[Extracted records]
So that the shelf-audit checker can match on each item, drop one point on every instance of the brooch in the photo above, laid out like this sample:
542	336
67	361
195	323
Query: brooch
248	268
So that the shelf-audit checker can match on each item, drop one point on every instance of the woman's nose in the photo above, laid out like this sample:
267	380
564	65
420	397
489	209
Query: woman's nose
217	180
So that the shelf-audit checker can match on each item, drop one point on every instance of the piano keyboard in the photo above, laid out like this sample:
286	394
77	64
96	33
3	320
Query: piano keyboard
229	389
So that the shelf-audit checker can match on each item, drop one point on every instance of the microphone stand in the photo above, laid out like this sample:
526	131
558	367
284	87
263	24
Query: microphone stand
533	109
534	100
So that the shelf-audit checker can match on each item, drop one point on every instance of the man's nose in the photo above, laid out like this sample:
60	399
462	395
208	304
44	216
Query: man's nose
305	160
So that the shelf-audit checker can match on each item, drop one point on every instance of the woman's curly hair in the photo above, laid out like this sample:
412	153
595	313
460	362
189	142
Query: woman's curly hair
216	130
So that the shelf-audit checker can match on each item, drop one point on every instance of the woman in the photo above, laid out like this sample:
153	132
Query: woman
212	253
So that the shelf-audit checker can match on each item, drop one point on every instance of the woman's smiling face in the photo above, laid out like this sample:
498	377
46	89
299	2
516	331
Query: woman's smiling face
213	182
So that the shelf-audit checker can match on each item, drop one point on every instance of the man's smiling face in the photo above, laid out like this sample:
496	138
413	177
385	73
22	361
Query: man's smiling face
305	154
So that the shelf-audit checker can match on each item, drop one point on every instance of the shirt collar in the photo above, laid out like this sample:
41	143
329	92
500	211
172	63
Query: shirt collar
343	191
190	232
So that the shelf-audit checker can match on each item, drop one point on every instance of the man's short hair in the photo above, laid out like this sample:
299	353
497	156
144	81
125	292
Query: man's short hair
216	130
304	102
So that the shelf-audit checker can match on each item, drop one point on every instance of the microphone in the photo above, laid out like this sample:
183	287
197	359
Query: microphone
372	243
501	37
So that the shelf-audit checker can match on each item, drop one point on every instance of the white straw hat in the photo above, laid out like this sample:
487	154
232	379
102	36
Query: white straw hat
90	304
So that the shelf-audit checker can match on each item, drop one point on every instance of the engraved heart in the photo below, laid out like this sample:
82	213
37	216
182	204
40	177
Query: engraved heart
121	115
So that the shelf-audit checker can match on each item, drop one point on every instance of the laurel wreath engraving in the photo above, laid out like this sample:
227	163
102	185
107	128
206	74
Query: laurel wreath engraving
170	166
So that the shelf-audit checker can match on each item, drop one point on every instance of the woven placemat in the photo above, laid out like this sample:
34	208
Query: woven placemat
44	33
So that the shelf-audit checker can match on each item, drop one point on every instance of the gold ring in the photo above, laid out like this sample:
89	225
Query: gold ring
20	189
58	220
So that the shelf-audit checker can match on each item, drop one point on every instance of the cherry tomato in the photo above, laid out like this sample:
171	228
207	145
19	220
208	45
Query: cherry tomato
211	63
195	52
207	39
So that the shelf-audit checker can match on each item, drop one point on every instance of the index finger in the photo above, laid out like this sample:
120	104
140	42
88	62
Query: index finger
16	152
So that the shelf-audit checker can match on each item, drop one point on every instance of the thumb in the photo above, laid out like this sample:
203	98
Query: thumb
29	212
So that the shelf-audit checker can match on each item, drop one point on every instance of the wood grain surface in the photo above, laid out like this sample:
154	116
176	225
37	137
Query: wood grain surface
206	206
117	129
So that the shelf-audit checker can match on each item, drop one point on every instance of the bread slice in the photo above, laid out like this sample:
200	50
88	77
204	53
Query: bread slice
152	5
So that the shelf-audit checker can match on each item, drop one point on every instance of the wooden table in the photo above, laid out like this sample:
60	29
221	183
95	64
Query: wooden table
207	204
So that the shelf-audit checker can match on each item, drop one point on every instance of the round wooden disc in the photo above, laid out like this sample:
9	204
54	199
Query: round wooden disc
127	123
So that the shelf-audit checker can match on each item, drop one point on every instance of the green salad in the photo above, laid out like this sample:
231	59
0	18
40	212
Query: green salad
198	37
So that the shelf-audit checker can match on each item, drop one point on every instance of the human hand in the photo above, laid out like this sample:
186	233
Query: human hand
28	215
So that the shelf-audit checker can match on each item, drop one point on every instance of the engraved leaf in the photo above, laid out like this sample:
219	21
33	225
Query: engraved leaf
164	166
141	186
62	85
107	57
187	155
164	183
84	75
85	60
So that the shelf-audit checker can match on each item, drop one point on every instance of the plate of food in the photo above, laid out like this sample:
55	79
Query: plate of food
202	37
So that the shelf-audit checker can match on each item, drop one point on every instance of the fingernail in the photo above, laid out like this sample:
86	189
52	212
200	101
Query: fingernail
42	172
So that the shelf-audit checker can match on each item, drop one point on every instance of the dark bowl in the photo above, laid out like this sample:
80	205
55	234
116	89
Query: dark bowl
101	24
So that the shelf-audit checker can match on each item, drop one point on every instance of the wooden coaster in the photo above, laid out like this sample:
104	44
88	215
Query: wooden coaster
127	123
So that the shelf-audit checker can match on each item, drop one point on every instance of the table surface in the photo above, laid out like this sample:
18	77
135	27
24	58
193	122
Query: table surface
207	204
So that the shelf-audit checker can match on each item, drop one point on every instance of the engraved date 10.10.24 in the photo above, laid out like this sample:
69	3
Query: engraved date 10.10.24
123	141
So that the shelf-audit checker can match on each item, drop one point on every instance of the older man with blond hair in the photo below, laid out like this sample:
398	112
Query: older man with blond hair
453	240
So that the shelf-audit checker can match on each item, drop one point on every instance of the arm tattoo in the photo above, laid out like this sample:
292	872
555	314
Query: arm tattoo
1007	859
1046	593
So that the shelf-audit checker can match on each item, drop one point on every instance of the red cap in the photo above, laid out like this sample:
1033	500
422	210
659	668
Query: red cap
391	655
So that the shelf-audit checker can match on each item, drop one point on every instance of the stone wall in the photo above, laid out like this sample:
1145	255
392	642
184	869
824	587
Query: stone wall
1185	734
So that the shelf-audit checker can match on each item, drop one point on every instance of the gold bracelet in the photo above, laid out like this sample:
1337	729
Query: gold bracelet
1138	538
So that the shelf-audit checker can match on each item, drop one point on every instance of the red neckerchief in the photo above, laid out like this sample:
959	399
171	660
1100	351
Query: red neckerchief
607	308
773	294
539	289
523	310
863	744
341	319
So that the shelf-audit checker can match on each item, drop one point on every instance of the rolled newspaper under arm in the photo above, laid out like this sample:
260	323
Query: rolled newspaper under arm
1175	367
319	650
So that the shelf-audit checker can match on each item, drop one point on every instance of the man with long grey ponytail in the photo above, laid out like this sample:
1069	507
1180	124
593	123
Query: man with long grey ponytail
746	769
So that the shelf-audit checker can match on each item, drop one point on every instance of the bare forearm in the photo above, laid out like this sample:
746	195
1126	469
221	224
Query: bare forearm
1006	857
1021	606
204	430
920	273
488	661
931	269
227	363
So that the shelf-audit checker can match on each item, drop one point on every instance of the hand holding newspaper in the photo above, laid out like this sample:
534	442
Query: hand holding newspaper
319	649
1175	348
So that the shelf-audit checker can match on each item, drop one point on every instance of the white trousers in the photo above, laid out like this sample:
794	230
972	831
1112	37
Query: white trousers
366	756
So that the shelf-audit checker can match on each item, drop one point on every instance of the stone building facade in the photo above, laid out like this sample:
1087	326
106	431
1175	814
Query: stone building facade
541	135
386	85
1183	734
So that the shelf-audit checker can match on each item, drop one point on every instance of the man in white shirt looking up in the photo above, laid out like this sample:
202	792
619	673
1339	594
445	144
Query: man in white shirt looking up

**Exercise details:** Convert all of the data above into a JSON list of strings, one string for each line, leaving out any blank lines.

**Written reply:**
[
  "So that the shelf-audit checker can match on each item, drop one point on every instance of the brooch in the photo above, laid out like this sample:",
  "542\t336",
  "67\t361",
  "195\t323",
  "Query: brooch",
  "248\t268",
  "So that the shelf-audit checker can match on each item, drop one point on every instance of the woman's nose in the photo above, laid out like this sample:",
  "267\t380",
  "564\t65",
  "420\t397",
  "489\t209",
  "Query: woman's nose",
  "217\t180",
  "So that the shelf-audit checker can match on each item, drop one point on every instance of the piano keyboard in the photo above, laid out like this sample:",
  "286\t394",
  "77\t64",
  "96\t33",
  "3\t320",
  "Query: piano keyboard",
  "229\t389",
  "So that the shelf-audit checker can match on each item, drop one point on every instance of the microphone stand in the photo above, laid out like this sample:",
  "526\t131",
  "558\t367",
  "284\t87",
  "263\t24",
  "Query: microphone stand",
  "533\t109",
  "534\t100",
  "So that the shelf-audit checker can match on each item, drop one point on every instance of the man's nose in the photo above, laid out like this sample:",
  "60\t399",
  "462\t395",
  "208\t304",
  "44\t216",
  "Query: man's nose",
  "305\t160",
  "So that the shelf-audit checker can match on each item, drop one point on every instance of the woman's curly hair in the photo above, laid out like this sample:",
  "412\t153",
  "595\t313",
  "460\t362",
  "189\t142",
  "Query: woman's curly hair",
  "216\t130",
  "So that the shelf-audit checker can match on each item, drop one point on every instance of the woman in the photo above, laid out like this sample:",
  "153\t132",
  "Query: woman",
  "212\t253",
  "So that the shelf-audit checker can match on each item, drop one point on every instance of the woman's smiling face in the photo above, laid out like this sample:",
  "498\t377",
  "46\t89",
  "299\t2",
  "516\t331",
  "Query: woman's smiling face",
  "213\t182",
  "So that the shelf-audit checker can match on each item, drop one point on every instance of the man's smiling face in the photo above, laid out like this sample:",
  "496\t138",
  "413\t177",
  "385\t73",
  "22\t361",
  "Query: man's smiling face",
  "305\t154",
  "So that the shelf-audit checker can match on each item, drop one point on every instance of the shirt collar in the photo above, laid out like this sample:",
  "41\t143",
  "329\t92",
  "500\t211",
  "172\t63",
  "Query: shirt collar",
  "343\t191",
  "190\t232",
  "So that the shelf-audit checker can match on each item, drop one point on every instance of the man's short hair in the photo above, laid out like this sample:",
  "299\t353",
  "497\t156",
  "144\t81",
  "125\t292",
  "Query: man's short hair",
  "216\t130",
  "304\t102",
  "So that the shelf-audit checker can match on each item, drop one point on every instance of the microphone in the photo above, laid out like this sample:",
  "183\t287",
  "197\t359",
  "Query: microphone",
  "372\t243",
  "501\t37",
  "So that the shelf-audit checker can match on each item, drop one point on every instance of the white straw hat in the photo above, laid out like this sample:",
  "487\t154",
  "232\t379",
  "102\t36",
  "Query: white straw hat",
  "90\t304",
  "So that the shelf-audit checker can match on each item, drop one point on every instance of the engraved heart in the photo below, laid out like this sample:",
  "82\t213",
  "37\t216",
  "182\t204",
  "40\t177",
  "Query: engraved heart",
  "121\t115",
  "So that the shelf-audit checker can match on each item, drop one point on every instance of the laurel wreath engraving in the photo above, laid out like this sample:",
  "227\t163",
  "102\t185",
  "107\t128",
  "206\t74",
  "Query: laurel wreath engraving",
  "170\t166",
  "So that the shelf-audit checker can match on each item, drop one point on every instance of the woven placemat in the photo above, laid out like this sample:",
  "34\t208",
  "Query: woven placemat",
  "44\t33",
  "So that the shelf-audit checker can match on each item, drop one point on every instance of the gold ring in the photo above, laid out like this sample:",
  "89\t225",
  "Query: gold ring",
  "20\t189",
  "58\t220",
  "So that the shelf-audit checker can match on each item, drop one point on every instance of the cherry tomato in the photo above, laid out like this sample:",
  "171\t228",
  "207\t145",
  "19\t220",
  "208\t45",
  "Query: cherry tomato",
  "211\t63",
  "195\t52",
  "207\t39",
  "So that the shelf-audit checker can match on each item, drop one point on every instance of the index finger in the photo above, laid out like this sample:",
  "120\t104",
  "140\t42",
  "88\t62",
  "Query: index finger",
  "16\t152",
  "So that the shelf-audit checker can match on each item, drop one point on every instance of the thumb in the photo above, laid out like this sample:",
  "203\t98",
  "Query: thumb",
  "29\t212",
  "So that the shelf-audit checker can match on each item, drop one point on every instance of the wood grain surface in the photo above, laid out like this sample:",
  "154\t116",
  "176\t225",
  "37\t137",
  "Query: wood grain surface",
  "206\t206",
  "117\t129",
  "So that the shelf-audit checker can match on each item, drop one point on every instance of the bread slice in the photo above, laid out like this sample:",
  "200\t50",
  "88\t77",
  "204\t53",
  "Query: bread slice",
  "152\t5",
  "So that the shelf-audit checker can match on each item, drop one point on every instance of the wooden table in the photo above, laid out like this sample:",
  "60\t29",
  "221\t183",
  "95\t64",
  "Query: wooden table",
  "207\t204",
  "So that the shelf-audit checker can match on each item, drop one point on every instance of the round wooden disc in the photo above, laid out like this sample:",
  "9\t204",
  "54\t199",
  "Query: round wooden disc",
  "127\t123",
  "So that the shelf-audit checker can match on each item, drop one point on every instance of the green salad in the photo above, laid out like this sample:",
  "231\t59",
  "0\t18",
  "40\t212",
  "Query: green salad",
  "198\t37",
  "So that the shelf-audit checker can match on each item, drop one point on every instance of the human hand in the photo above, laid out like this sample:",
  "186\t233",
  "Query: human hand",
  "28\t215",
  "So that the shelf-audit checker can match on each item, drop one point on every instance of the engraved leaf in the photo above, laid out like this sample:",
  "219\t21",
  "33\t225",
  "Query: engraved leaf",
  "164\t166",
  "141\t186",
  "62\t85",
  "107\t57",
  "187\t155",
  "164\t183",
  "84\t75",
  "85\t60",
  "So that the shelf-audit checker can match on each item, drop one point on every instance of the plate of food in the photo above, laid out like this sample:",
  "55\t79",
  "Query: plate of food",
  "202\t37",
  "So that the shelf-audit checker can match on each item, drop one point on every instance of the fingernail in the photo above, laid out like this sample:",
  "86\t189",
  "52\t212",
  "200\t101",
  "Query: fingernail",
  "42\t172",
  "So that the shelf-audit checker can match on each item, drop one point on every instance of the dark bowl in the photo above, laid out like this sample:",
  "80\t205",
  "55\t234",
  "116\t89",
  "Query: dark bowl",
  "101\t24",
  "So that the shelf-audit checker can match on each item, drop one point on every instance of the wooden coaster in the photo above, laid out like this sample:",
  "104\t44",
  "88\t215",
  "Query: wooden coaster",
  "127\t123",
  "So that the shelf-audit checker can match on each item, drop one point on every instance of the table surface in the photo above, laid out like this sample:",
  "18\t77",
  "135\t27",
  "24\t58",
  "193\t122",
  "Query: table surface",
  "207\t204",
  "So that the shelf-audit checker can match on each item, drop one point on every instance of the engraved date 10.10.24 in the photo above, laid out like this sample:",
  "69\t3",
  "Query: engraved date 10.10.24",
  "123\t141",
  "So that the shelf-audit checker can match on each item, drop one point on every instance of the older man with blond hair in the photo below, laid out like this sample:",
  "398\t112",
  "Query: older man with blond hair",
  "453\t240",
  "So that the shelf-audit checker can match on each item, drop one point on every instance of the arm tattoo in the photo above, laid out like this sample:",
  "292\t872",
  "555\t314",
  "Query: arm tattoo",
  "1007\t859",
  "1046\t593",
  "So that the shelf-audit checker can match on each item, drop one point on every instance of the red cap in the photo above, laid out like this sample:",
  "1033\t500",
  "422\t210",
  "659\t668",
  "Query: red cap",
  "391\t655",
  "So that the shelf-audit checker can match on each item, drop one point on every instance of the stone wall in the photo above, laid out like this sample:",
  "1145\t255",
  "392\t642",
  "184\t869",
  "824\t587",
  "Query: stone wall",
  "1185\t734",
  "So that the shelf-audit checker can match on each item, drop one point on every instance of the gold bracelet in the photo above, laid out like this sample:",
  "1337\t729",
  "Query: gold bracelet",
  "1138\t538",
  "So that the shelf-audit checker can match on each item, drop one point on every instance of the red neckerchief in the photo above, laid out like this sample:",
  "959\t399",
  "171\t660",
  "1100\t351",
  "Query: red neckerchief",
  "607\t308",
  "773\t294",
  "539\t289",
  "523\t310",
  "863\t744",
  "341\t319",
  "So that the shelf-audit checker can match on each item, drop one point on every instance of the rolled newspaper under arm in the photo above, laid out like this sample:",
  "260\t323",
  "Query: rolled newspaper under arm",
  "1175\t367",
  "319\t650",
  "So that the shelf-audit checker can match on each item, drop one point on every instance of the man with long grey ponytail in the photo above, laid out like this sample:",
  "1069\t507",
  "1180\t124",
  "593\t123",
  "Query: man with long grey ponytail",
  "746\t769",
  "So that the shelf-audit checker can match on each item, drop one point on every instance of the bare forearm in the photo above, laid out like this sample:",
  "746\t195",
  "1126\t469",
  "221\t224",
  "Query: bare forearm",
  "1006\t857",
  "1021\t606",
  "204\t430",
  "920\t273",
  "488\t661",
  "931\t269",
  "227\t363",
  "So that the shelf-audit checker can match on each item, drop one point on every instance of the hand holding newspaper in the photo above, laid out like this sample:",
  "534\t442",
  "Query: hand holding newspaper",
  "319\t649",
  "1175\t348",
  "So that the shelf-audit checker can match on each item, drop one point on every instance of the white trousers in the photo above, laid out like this sample:",
  "794\t230",
  "972\t831",
  "1112\t37",
  "Query: white trousers",
  "366\t756",
  "So that the shelf-audit checker can match on each item, drop one point on every instance of the stone building facade in the photo above, laid out like this sample:",
  "1087\t326",
  "106\t431",
  "1175\t814",
  "Query: stone building facade",
  "541\t135",
  "386\t85",
  "1183\t734",
  "So that the shelf-audit checker can match on each item, drop one point on every instance of the man in white shirt looking up in the photo above, laid out like this sample:",
  "202\t792",
  "619\t673",
  "1339\t594",
  "445\t144",
  "Query: man in white shirt looking up"
]